Records to use:
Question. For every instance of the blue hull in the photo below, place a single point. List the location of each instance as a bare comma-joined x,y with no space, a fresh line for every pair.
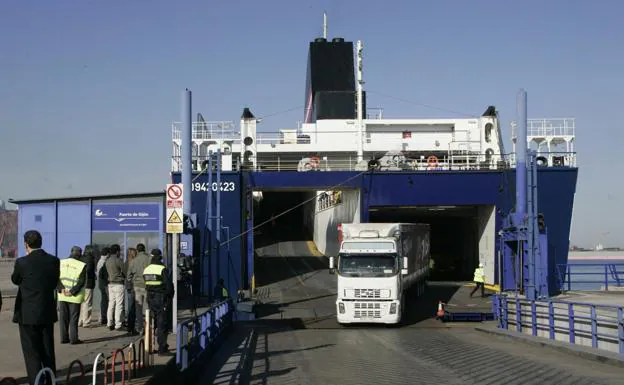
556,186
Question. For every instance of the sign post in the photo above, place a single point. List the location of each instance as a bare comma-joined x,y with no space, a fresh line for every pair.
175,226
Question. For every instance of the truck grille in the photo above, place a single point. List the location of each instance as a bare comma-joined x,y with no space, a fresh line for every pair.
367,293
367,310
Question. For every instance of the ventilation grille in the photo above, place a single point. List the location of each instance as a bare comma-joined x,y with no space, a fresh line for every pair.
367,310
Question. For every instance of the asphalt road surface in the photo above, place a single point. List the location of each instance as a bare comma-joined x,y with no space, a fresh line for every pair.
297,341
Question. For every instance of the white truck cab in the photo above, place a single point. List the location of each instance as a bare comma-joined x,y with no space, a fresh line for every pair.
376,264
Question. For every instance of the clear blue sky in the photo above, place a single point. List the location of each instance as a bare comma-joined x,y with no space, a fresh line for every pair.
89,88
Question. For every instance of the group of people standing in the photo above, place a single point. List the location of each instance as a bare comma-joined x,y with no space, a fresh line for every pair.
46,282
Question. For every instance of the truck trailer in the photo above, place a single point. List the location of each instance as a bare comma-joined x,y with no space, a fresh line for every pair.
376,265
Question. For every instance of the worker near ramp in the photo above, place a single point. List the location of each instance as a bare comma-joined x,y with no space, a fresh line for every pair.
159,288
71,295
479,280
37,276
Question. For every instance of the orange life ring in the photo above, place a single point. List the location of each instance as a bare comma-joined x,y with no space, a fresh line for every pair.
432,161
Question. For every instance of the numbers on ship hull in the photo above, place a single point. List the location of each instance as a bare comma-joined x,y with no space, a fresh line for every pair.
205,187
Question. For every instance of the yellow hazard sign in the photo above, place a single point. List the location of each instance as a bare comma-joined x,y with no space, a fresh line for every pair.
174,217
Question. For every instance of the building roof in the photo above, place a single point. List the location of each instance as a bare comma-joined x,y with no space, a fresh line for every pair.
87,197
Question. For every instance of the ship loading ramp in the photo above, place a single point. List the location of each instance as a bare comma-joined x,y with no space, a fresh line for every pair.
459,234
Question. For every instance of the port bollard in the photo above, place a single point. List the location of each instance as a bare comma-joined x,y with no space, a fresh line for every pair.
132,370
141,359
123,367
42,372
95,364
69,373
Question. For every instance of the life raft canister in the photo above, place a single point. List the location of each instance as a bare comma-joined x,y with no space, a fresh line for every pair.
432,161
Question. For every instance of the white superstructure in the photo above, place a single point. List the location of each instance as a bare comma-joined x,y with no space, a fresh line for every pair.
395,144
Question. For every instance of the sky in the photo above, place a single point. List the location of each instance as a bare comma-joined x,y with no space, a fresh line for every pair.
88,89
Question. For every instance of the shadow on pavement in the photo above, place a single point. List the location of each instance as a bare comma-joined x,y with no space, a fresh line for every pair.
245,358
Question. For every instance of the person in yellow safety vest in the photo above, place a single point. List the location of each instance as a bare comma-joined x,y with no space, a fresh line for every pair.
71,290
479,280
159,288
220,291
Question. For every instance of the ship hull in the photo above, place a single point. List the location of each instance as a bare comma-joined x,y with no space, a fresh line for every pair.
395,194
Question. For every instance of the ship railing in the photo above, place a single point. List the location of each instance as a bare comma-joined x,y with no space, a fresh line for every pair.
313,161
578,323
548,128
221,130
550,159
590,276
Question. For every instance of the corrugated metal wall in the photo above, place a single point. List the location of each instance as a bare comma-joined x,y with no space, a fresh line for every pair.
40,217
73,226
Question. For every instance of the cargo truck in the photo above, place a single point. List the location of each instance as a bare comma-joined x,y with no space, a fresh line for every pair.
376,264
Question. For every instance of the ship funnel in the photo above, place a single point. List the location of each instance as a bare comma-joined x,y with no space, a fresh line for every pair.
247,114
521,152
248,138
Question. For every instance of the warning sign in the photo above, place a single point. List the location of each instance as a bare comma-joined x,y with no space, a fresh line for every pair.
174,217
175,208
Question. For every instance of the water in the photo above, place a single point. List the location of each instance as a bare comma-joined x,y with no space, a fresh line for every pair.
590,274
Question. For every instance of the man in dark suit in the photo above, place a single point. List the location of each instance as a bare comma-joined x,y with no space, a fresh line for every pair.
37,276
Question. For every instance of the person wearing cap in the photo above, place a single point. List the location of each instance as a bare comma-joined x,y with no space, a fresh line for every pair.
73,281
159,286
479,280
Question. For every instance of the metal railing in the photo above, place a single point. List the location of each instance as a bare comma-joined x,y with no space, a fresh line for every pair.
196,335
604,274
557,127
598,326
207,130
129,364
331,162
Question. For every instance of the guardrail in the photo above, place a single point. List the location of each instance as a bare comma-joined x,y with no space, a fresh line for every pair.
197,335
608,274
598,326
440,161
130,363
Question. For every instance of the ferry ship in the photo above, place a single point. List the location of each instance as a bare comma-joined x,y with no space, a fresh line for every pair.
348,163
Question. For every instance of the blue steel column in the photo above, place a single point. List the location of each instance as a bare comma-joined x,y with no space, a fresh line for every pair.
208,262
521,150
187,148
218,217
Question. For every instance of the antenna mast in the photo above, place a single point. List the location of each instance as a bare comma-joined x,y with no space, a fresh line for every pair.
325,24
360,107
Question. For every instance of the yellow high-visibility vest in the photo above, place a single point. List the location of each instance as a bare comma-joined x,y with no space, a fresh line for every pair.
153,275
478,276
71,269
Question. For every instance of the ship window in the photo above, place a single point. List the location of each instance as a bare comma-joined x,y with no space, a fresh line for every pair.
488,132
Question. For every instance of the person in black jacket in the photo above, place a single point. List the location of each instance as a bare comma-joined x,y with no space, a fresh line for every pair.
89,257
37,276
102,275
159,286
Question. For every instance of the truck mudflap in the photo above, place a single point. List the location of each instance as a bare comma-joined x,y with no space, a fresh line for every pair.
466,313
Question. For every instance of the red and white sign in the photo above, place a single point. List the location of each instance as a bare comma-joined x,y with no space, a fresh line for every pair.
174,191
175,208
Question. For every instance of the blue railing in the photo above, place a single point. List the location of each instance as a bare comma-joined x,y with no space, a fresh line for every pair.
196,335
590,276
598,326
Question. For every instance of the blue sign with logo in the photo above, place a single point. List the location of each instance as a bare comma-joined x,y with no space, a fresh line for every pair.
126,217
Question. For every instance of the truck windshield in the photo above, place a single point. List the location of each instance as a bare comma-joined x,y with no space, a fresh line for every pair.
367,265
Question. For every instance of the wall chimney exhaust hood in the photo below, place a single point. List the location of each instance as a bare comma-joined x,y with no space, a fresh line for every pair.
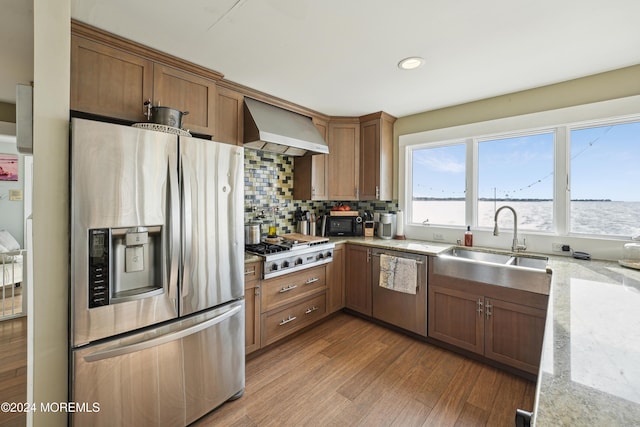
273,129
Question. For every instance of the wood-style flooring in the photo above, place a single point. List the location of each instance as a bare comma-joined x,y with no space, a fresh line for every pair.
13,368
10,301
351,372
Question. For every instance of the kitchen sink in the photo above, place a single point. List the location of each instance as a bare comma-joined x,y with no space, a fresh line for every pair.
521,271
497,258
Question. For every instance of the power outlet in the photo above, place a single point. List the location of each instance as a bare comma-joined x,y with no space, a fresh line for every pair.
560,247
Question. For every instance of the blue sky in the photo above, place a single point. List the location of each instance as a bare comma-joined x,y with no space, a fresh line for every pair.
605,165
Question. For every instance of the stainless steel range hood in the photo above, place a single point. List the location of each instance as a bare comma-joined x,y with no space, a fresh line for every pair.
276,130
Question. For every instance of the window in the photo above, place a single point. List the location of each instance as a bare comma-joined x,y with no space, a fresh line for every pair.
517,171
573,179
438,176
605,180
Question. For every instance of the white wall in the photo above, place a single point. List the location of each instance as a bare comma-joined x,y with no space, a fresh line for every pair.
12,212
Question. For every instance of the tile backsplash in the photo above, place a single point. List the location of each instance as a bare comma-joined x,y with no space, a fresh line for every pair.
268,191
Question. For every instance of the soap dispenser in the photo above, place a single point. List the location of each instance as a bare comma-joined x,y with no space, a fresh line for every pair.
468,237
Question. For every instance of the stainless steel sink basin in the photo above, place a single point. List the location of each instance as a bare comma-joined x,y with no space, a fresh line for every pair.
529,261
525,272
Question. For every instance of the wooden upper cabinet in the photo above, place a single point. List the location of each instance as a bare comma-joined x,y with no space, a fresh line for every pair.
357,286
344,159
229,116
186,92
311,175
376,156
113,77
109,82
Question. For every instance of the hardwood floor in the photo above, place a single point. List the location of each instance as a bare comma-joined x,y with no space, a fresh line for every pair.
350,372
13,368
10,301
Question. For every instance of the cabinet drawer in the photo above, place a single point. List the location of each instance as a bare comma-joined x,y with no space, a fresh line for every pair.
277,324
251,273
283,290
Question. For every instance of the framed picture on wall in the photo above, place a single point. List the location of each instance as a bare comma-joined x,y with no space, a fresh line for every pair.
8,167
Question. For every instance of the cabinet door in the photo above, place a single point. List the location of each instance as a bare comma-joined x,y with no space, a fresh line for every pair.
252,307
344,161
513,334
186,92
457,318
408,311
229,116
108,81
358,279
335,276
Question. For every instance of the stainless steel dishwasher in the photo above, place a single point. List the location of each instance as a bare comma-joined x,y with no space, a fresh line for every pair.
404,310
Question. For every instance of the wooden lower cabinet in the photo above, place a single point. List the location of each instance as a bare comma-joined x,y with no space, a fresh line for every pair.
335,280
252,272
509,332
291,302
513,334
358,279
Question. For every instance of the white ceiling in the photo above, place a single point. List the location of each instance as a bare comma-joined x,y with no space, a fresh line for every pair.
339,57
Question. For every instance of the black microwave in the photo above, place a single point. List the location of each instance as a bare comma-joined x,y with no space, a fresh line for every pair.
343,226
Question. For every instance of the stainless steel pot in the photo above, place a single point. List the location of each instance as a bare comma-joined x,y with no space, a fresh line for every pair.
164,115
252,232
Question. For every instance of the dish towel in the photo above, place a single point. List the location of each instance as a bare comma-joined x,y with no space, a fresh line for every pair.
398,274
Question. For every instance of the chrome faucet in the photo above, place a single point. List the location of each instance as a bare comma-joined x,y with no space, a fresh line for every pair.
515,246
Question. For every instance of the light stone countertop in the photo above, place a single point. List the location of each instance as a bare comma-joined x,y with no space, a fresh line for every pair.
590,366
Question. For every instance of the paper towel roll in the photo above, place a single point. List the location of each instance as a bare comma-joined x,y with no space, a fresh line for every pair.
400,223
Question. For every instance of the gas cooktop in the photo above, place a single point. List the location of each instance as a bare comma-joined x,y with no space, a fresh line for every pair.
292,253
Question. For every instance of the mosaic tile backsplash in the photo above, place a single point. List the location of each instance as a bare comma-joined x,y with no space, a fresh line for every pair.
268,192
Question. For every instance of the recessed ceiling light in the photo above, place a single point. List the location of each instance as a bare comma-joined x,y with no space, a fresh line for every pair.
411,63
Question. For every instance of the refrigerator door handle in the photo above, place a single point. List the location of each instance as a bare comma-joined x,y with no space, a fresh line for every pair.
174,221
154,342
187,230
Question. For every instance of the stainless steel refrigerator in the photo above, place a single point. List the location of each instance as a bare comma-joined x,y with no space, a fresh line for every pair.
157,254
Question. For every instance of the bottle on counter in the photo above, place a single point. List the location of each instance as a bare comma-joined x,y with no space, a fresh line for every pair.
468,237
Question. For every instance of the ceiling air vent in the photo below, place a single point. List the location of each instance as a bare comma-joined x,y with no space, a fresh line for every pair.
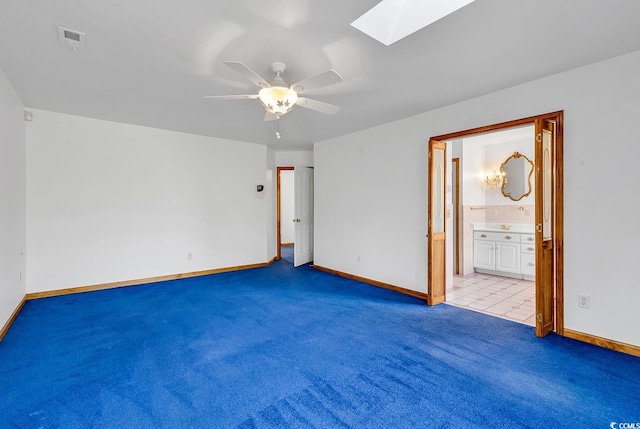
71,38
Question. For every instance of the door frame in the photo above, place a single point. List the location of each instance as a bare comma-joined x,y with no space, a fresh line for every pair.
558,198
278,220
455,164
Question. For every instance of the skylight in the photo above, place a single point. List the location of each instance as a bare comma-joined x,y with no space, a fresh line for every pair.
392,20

Written instruction:
Render the stretch of the entries from the line containing "Question. For every instance of the ceiling" through the end of the entries as a numbered list, skipping any blank lines. Leave the pictures out.

Result:
1. Question. For every instance of the ceiling air vent in the photo below, place a single point. List the location of each instance as a bare comma-joined x,y with no space, a fresh line for every pair.
2. 71,38
3. Question. For every instance of the door frame in the photo above, place a single point. List the location of each instance as a bare comma-joined x,y with no space, a fresh line for every pair.
4. 558,198
5. 278,220
6. 455,164
7. Question. For every instance of the skylight in the photo above, place a single point. List the location of each instance as a bare comma-joined x,y with no space, a fresh line for every pair.
8. 392,20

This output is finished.